Centuries-old forests on Laurentians mountain face cutting — again
Group won injunction to stop government from allowing cuts in 2013, but the threat of razing is back, it says

Residents living near Kaaikop mountain in the Laurentians region have launched a petition to protect the area from logging — for the second time in four years.
This time, though, they're asking to have the mountain designated a protected area, following another decision by Quebec's Ministry of Forests, Fauna and Parks to authorize tree clearing on it.
Claude Alexandre Carpentier, spokesperson for the Coalition Mont-Kaaikop, says the mountain, which has the second highest summit in the Laurentians, hasn't been altered or logged in centuries.
"I can assure you, there's no social acceptance for deforestation projects," Carpentier said.
The ministry is planning public consultations, but Carpentier expects those will be more like information sessions than true exchanges between citizens and the government.

In 2013, the organization gathered 8,000 signatures to save Kaaikop's trees, staving off the threat until now.
It won an injunction on Jan. 31 that year to stop the government from allowing the razing, but it acknowledged at the time it was just a small victory.
Cuts would be 'disaster,' mayor says
"New threat, new strategy!" the coalition wrote on its Facebook page at the beginning of the month, asking members once again to align themselves to the cause. Organizers are hoping to gather more than 10,000 signatures.
"The Coalition Mont-Kaaikop has been fighting to protect this magnificent natural territory for the past four years."

**Task list:**
1. In one to three sentences, explain what led residents near Kaaikop to start a second petition, as the article on Kaaikop mountain states.
2. Carry on the article on Kaaikop mountain from its last sentence.
The records have nothing to do with the article on Kaaikop mountain.

**Information shown:**
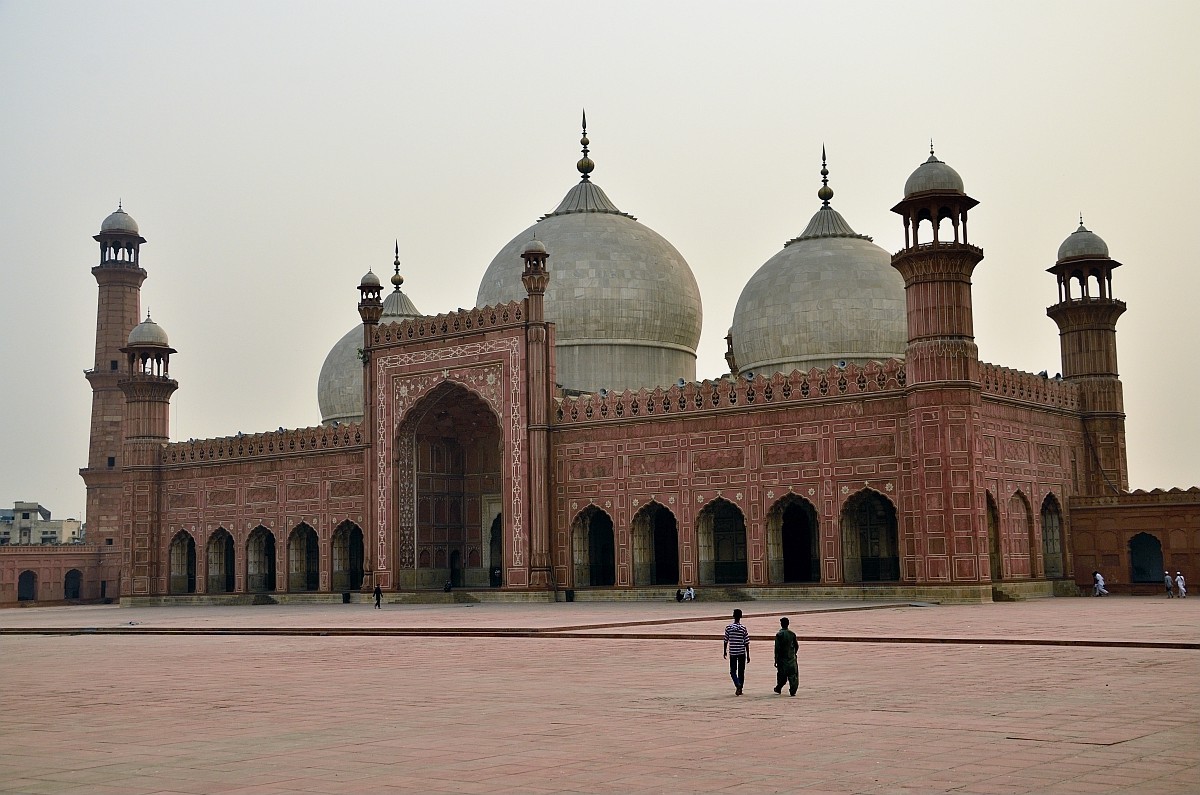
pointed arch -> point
(655, 545)
(792, 541)
(304, 559)
(870, 538)
(995, 561)
(183, 563)
(347, 553)
(595, 551)
(1053, 538)
(721, 543)
(221, 562)
(261, 561)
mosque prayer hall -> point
(555, 442)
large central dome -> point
(624, 303)
(829, 298)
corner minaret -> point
(1087, 334)
(148, 387)
(118, 309)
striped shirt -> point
(738, 639)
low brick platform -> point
(1051, 695)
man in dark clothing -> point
(786, 645)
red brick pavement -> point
(551, 713)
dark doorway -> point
(1145, 559)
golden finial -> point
(585, 163)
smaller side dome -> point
(148, 333)
(933, 175)
(1083, 243)
(119, 222)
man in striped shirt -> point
(737, 650)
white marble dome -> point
(120, 222)
(340, 384)
(933, 175)
(829, 297)
(1081, 244)
(149, 334)
(624, 302)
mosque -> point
(553, 442)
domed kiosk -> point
(624, 302)
(340, 384)
(829, 298)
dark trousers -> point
(738, 669)
(789, 674)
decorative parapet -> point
(1141, 497)
(1027, 387)
(466, 321)
(271, 443)
(727, 393)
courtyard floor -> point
(1054, 695)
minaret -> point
(118, 309)
(943, 508)
(147, 386)
(1087, 334)
(540, 380)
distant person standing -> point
(737, 650)
(786, 645)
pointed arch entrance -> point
(870, 542)
(595, 551)
(304, 560)
(655, 545)
(1051, 538)
(792, 550)
(1145, 559)
(450, 448)
(347, 554)
(183, 563)
(221, 561)
(261, 561)
(995, 566)
(721, 543)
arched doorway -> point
(1051, 538)
(496, 553)
(449, 464)
(655, 545)
(1145, 559)
(72, 585)
(721, 543)
(183, 563)
(792, 549)
(870, 541)
(348, 554)
(221, 562)
(261, 561)
(1021, 542)
(304, 560)
(995, 565)
(595, 550)
(27, 586)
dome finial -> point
(826, 192)
(585, 163)
(396, 279)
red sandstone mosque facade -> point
(474, 452)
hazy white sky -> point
(273, 151)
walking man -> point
(737, 650)
(786, 645)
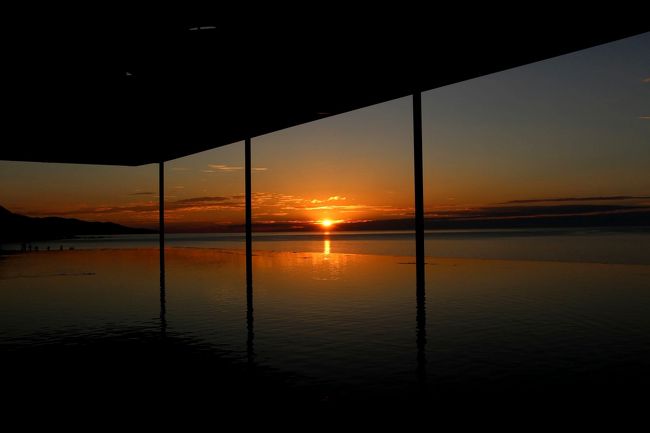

**Answers by task:**
1. Quebec's Ministry of Forests, Fauna and Parks made another decision to authorize tree clearing on the mountain. This time the residents are asking to have Kaaikop designated a protected area.

2.
Serge Chénier, the mayor of Sainte-Lucie-des-Laurentides, the municipality where the mountain is located, says the proposal to allow logging on the mountain would hurt the region's economy, which largely depends on tourists.
Many of them hike Kaaikop, from which "you can even see Montreal," Chénier said.
The mayor says the cuts to the forest would be a "disaster."
"If the project goes through, people won't go there anymore," he said.
Forest contains 'exceptional ecosystems'
Carpentier says his group hired an independent firm that determined the forest contains exceptional ecosystems, making it even more crucial to protect.
Meanwhile, the Quebec government is struggling to contribute to Canada's goal of protecting 17 per cent of the country's land in time for 2020.

So far it's only halfway there, and Quebec may be holding it back, according to a recently published study conducted by the Canadian Parks and Wilderness Society.
The study found nine per cent of the province, one of Canada's largest, is protected. In the past six years, the government has only added about one per cent more.
The coalition says making Mount Kaaikop one of the protected areas would be a win-win.